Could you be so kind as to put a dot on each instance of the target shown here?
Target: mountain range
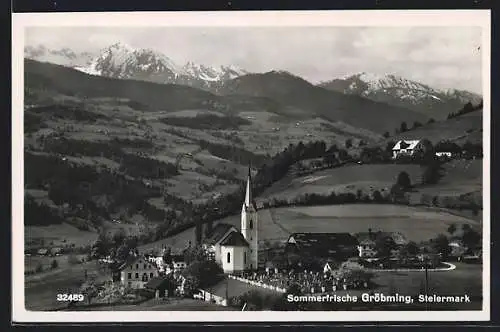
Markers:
(398, 91)
(121, 61)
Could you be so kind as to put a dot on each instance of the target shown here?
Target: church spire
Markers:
(248, 194)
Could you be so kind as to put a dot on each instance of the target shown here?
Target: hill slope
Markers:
(401, 92)
(297, 93)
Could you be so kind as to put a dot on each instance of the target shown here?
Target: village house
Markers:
(406, 148)
(136, 271)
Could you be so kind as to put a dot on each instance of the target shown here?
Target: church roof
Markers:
(235, 239)
(218, 233)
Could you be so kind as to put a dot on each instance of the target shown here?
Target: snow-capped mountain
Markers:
(398, 91)
(64, 57)
(122, 61)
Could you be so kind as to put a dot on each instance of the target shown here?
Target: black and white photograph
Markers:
(278, 165)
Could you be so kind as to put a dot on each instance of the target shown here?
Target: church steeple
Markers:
(250, 225)
(248, 193)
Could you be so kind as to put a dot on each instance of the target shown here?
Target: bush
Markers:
(403, 180)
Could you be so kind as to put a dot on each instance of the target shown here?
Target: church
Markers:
(237, 250)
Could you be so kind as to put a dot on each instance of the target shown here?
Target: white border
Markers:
(480, 18)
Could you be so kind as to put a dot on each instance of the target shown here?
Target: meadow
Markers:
(346, 179)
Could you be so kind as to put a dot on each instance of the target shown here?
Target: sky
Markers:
(442, 57)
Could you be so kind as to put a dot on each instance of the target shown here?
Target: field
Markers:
(345, 179)
(63, 261)
(460, 177)
(458, 129)
(416, 223)
(57, 235)
(165, 305)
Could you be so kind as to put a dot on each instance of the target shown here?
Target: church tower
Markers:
(249, 226)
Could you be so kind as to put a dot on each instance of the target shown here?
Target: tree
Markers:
(470, 237)
(410, 249)
(122, 252)
(195, 253)
(403, 180)
(102, 245)
(432, 173)
(359, 194)
(377, 196)
(208, 272)
(330, 159)
(343, 155)
(384, 245)
(198, 231)
(452, 229)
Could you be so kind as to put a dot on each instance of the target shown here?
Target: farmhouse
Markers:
(338, 246)
(234, 250)
(136, 271)
(406, 148)
(161, 286)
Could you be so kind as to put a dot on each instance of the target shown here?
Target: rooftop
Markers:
(406, 144)
(218, 233)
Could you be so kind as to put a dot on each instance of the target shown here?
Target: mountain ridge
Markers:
(398, 91)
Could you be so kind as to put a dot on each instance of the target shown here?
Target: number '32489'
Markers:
(70, 297)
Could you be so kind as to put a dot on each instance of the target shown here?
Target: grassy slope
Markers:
(458, 129)
(349, 178)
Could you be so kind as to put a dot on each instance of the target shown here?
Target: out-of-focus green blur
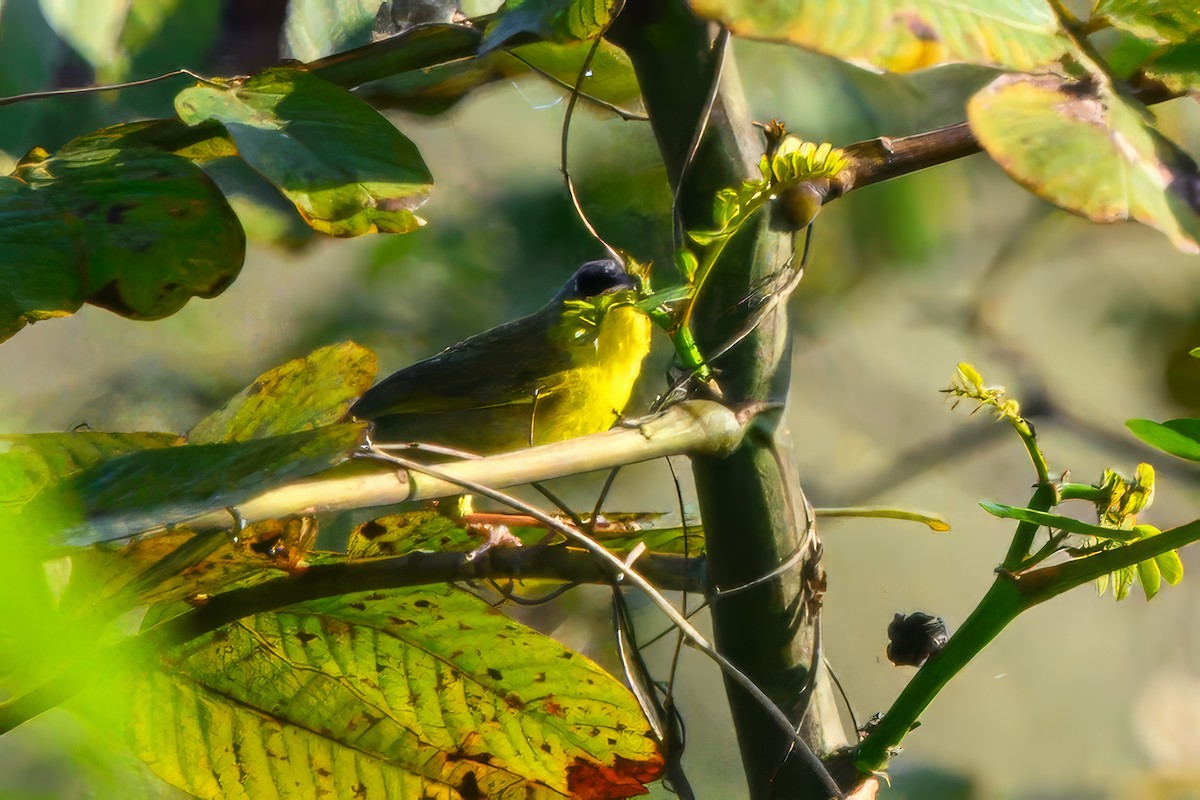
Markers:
(1086, 325)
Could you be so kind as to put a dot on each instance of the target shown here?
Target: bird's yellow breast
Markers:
(593, 392)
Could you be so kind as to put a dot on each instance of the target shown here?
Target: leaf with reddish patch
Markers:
(1090, 151)
(117, 224)
(401, 693)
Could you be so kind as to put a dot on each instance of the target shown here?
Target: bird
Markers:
(565, 371)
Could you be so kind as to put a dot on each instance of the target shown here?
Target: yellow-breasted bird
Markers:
(564, 371)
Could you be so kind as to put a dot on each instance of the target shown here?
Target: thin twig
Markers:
(623, 113)
(90, 90)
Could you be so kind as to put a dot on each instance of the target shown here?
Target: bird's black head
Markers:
(595, 278)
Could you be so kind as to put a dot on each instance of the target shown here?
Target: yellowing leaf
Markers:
(300, 395)
(411, 693)
(901, 35)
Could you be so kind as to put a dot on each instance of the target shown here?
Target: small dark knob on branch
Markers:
(912, 639)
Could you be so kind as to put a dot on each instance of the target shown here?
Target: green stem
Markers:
(1083, 492)
(1008, 596)
(1041, 585)
(1044, 498)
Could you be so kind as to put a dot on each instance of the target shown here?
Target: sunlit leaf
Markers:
(417, 692)
(1089, 151)
(1176, 437)
(347, 169)
(556, 20)
(417, 49)
(130, 229)
(1068, 524)
(93, 29)
(317, 28)
(144, 489)
(421, 529)
(1150, 578)
(611, 76)
(1163, 20)
(300, 395)
(903, 35)
(115, 35)
(39, 639)
(1170, 566)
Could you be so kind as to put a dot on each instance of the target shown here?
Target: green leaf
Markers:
(317, 28)
(126, 228)
(1150, 577)
(611, 77)
(300, 395)
(93, 29)
(423, 529)
(159, 487)
(343, 166)
(1068, 524)
(115, 36)
(265, 215)
(417, 49)
(903, 35)
(556, 20)
(1091, 152)
(415, 692)
(1162, 20)
(1177, 67)
(1170, 566)
(1176, 437)
(33, 468)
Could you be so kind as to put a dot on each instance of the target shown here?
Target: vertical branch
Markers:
(754, 511)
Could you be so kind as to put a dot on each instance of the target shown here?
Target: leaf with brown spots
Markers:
(117, 224)
(328, 695)
(903, 35)
(300, 395)
(1091, 151)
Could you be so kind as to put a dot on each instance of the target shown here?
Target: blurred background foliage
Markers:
(1086, 325)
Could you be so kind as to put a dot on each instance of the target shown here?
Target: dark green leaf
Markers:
(413, 50)
(141, 491)
(265, 215)
(300, 395)
(34, 464)
(1176, 437)
(343, 166)
(127, 228)
(556, 20)
(401, 695)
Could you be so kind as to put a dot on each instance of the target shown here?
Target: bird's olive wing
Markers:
(502, 366)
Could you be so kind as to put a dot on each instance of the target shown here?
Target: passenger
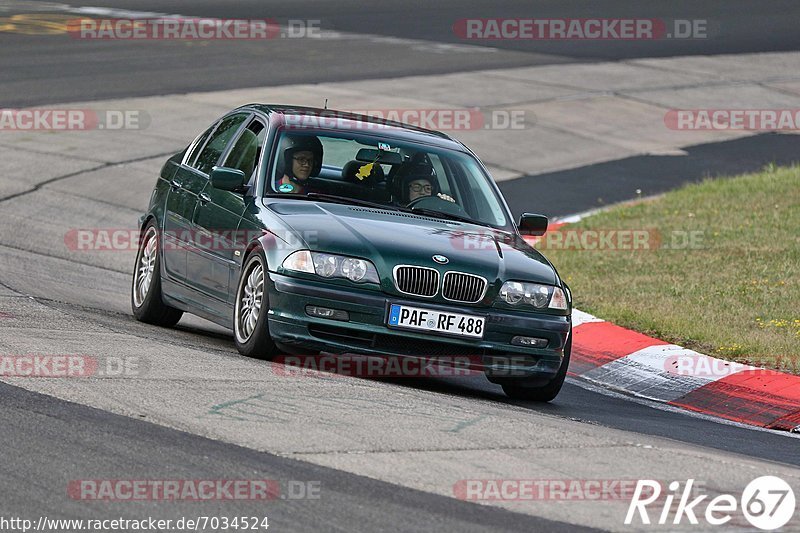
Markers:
(302, 159)
(419, 182)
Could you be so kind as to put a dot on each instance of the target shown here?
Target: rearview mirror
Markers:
(369, 155)
(530, 224)
(227, 179)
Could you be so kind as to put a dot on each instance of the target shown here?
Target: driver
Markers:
(302, 158)
(420, 181)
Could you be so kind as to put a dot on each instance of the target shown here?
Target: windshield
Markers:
(397, 175)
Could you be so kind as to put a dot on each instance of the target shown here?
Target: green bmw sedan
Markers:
(311, 231)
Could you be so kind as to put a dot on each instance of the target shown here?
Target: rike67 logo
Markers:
(767, 503)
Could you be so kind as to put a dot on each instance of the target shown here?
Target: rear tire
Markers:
(518, 390)
(250, 326)
(147, 301)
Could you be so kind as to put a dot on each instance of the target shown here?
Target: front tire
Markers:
(250, 327)
(147, 303)
(517, 389)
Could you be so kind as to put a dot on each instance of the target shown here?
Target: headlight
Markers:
(299, 261)
(354, 269)
(533, 294)
(325, 264)
(332, 266)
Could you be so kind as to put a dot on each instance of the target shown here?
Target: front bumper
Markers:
(366, 332)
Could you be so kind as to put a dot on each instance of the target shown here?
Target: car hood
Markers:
(389, 238)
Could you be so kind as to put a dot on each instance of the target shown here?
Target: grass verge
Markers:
(713, 266)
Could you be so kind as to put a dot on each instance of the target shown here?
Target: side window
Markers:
(441, 175)
(218, 142)
(195, 148)
(246, 150)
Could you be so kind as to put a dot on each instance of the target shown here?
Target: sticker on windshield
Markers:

================

Reproduce every entry exactly, but omit each picture.

**Solution to this exercise:**
Could you be so kind as to put a dot on each instance of the target shown here?
Target: mountain range
Markers:
(398, 91)
(121, 61)
Could you be so kind as to put a dot on each instance of the target shown here?
Target: church spire
Markers:
(248, 194)
Could you be so kind as to put a dot on each instance of the target shown here?
Target: hill slope
Markers:
(401, 92)
(297, 93)
Could you be so kind as to put a dot on each instance of the target shown here?
Target: village house
Markers:
(406, 148)
(136, 271)
Could you be so kind as to put a dot on each instance of the target shown here?
Target: church roof
Markers:
(235, 239)
(218, 233)
Could you be so kind as to put a dot on each instance of the target shown here?
Target: snow-capped mountain
Markers:
(398, 91)
(64, 57)
(122, 61)
Could you be so kind as to put a dot on each instance of the target shown here?
Target: black and white photograph
Markers:
(278, 165)
Could you be so kind as to put a dot on each instance of the target shown here?
Target: church steeple
Markers:
(250, 225)
(248, 193)
Could you be so kind as to put a dot on each instance of the target shown here?
Target: bush
Markers:
(403, 180)
Could you be so kind as to put a dot on each instance of the target shown here?
Target: church
Markers:
(237, 250)
Could you be so kind as to put a dot on each instance of the target shown here?
Target: white border
Markers:
(480, 18)
Could you be so kind as to put a dot on each instance of the target shown here?
Target: meadow
Markers:
(346, 179)
Could you be so kind as to put a dot on each instance of the target shown here?
Target: sky
Markers:
(442, 57)
Could you be so kind as to put a dot on each instance of the target shown here?
Target: field
Markers:
(345, 179)
(63, 261)
(460, 177)
(458, 129)
(416, 223)
(57, 235)
(165, 305)
Could you be so kind as to put a dot on each instance of the target shown here?
Target: church tower
Markers:
(249, 226)
Could you be so kind as to put a dot on each instance of the target shown here?
Target: tree
Markers:
(470, 237)
(410, 249)
(122, 252)
(195, 253)
(403, 180)
(102, 245)
(432, 173)
(359, 194)
(377, 196)
(208, 272)
(330, 159)
(343, 155)
(384, 245)
(198, 231)
(452, 229)
Could you be so kind as to put a dot on each instance of the target shown here?
Target: farmhouse
Markers:
(338, 246)
(234, 250)
(136, 271)
(406, 148)
(161, 286)
Could you be so kind as to put a dot on each instance of the target shown here?
Target: rooftop
Markers:
(406, 144)
(218, 233)
Could you be so kind as to put a dot on each instance of the target shown here?
Target: mountain ridge
Markers:
(398, 91)
Could you be so kind as to put a dot on each instance of the target shown here?
Target: number '32489'
Markers:
(70, 297)
Could you be so kind as to put a dot on each instance of the target shown here?
Target: grassy slope
Markers:
(458, 129)
(349, 178)
Could you be so kind as to put a dot on each instance of the target shown here?
Target: out-of-focus green blur
Markers:
(1086, 325)
Could you be so kind as to put a dot on each instance of the target shown here?
Target: bird's yellow breast
Markers:
(593, 392)
Could you be so kind as to put a dot on each instance of the target shown here?
Target: leaf with reddish patch
Markers:
(1090, 151)
(117, 224)
(401, 693)
Could you be so kind as to put a dot on each instance of the target shown here?
Target: bird
Markers:
(565, 371)
Could you be so kind as to put a dot on each instance of the target shown here?
Target: yellow-breasted bird
Markers:
(564, 371)
Could you be so kind as to put a dot on each instance of the target shown here?
Target: thin twig
Markers:
(623, 113)
(90, 90)
Could you be so kind as to put a dot on each instance of the target shown here?
Target: bird's black head
Markers:
(595, 278)
Could you be so kind as to put a dot on each instance of the target shown here?
Target: yellowing leaf
Markers:
(300, 395)
(411, 693)
(901, 35)
Could you be so kind as to put a dot on each instance of the target shown here?
Target: small dark knob on branch
Markers:
(912, 639)
Could you be so kind as to put a dot on each instance of the target shown here?
Target: green stem
Markers:
(1083, 492)
(1008, 596)
(1041, 585)
(1044, 498)
Could you be so kind as to put a dot on each instance of the target shown here?
Target: sunlit leaf
Markers:
(417, 692)
(1089, 151)
(1176, 437)
(347, 169)
(556, 20)
(417, 49)
(130, 229)
(1068, 524)
(93, 29)
(317, 28)
(144, 489)
(421, 529)
(1150, 578)
(611, 76)
(1163, 20)
(300, 395)
(903, 35)
(115, 35)
(39, 639)
(1170, 566)
Could you be so kind as to put a dot on each instance of the target shown here?
Target: green leaf
Markers:
(317, 28)
(126, 228)
(1150, 577)
(611, 77)
(300, 395)
(93, 29)
(423, 529)
(159, 487)
(343, 166)
(1068, 524)
(115, 36)
(265, 215)
(417, 49)
(903, 35)
(556, 20)
(1091, 152)
(415, 692)
(1162, 20)
(1177, 67)
(1170, 566)
(1176, 437)
(33, 468)
Could you be so kind as to put a dot on each instance of the target shown here?
Target: vertical branch
Markers:
(754, 511)
Could you be so kind as to put a dot on each instance of the target shown here?
Target: leaf with brown spots
Markers:
(117, 224)
(328, 695)
(903, 35)
(300, 395)
(1091, 151)
Could you be so kind as to put a dot on each instance of the target shown here?
Target: blurred background foliage
Markers:
(1086, 325)
Could you be so kind as to put a dot on each instance of the target shown here?
Target: dark green leaf
Markers:
(413, 50)
(141, 491)
(265, 215)
(300, 395)
(34, 464)
(1176, 437)
(343, 166)
(127, 228)
(556, 20)
(401, 695)
Could you be so kind as to put a dot on each instance of the target shown here?
Target: bird's olive wing
Markers:
(502, 366)
Could you be so kind as to put a dot on each instance of the target shown here?
Target: passenger
Markers:
(302, 159)
(419, 182)
Could you be so kind as to put a dot on each instance of the target shown here?
Target: rearview mirror
Markers:
(369, 155)
(530, 224)
(227, 179)
Could you be so kind as to put a dot on each instance of the target shown here?
Target: driver
Markers:
(302, 158)
(420, 181)
Could you be so kind as to put a dot on each instance of the target shown here?
Target: windshield
Markers:
(397, 175)
Could you be so kind as to put a dot on each instance of the target shown here?
Target: green bmw sedan
Markers:
(311, 231)
Could you be so kind as to put a dot on each instance of the target shown here?
Target: rike67 logo
Markers:
(767, 503)
Could you be so kind as to put a dot on each instance of the target shown here?
Target: rear tire
Markers:
(518, 390)
(250, 326)
(147, 301)
Could you be so kind as to put a dot on each instance of the target shown here?
Target: front tire
Markers:
(250, 327)
(147, 303)
(517, 389)
Could you be so kind as to put a dot on each instance of the target shown here?
Target: headlight
Markers:
(299, 261)
(354, 269)
(533, 294)
(325, 264)
(332, 266)
Could you be so kind as to put a dot on each instance of the target shown here?
Target: front bumper
Markers:
(366, 332)
Could you be so kind as to put a dot on each instance of the target shown here?
Target: car hood
Markers:
(389, 238)
Could you be so kind as to put a dot on each instance of the target shown here?
Target: grass verge
Markers:
(713, 266)
Could you be so kind as to put a dot on each instance of the target shown here?
Target: side window
Markers:
(441, 175)
(218, 142)
(195, 148)
(246, 150)
Could you be so kind as to put a dot on each instance of the target shown here?
Target: sticker on windshield
Markers:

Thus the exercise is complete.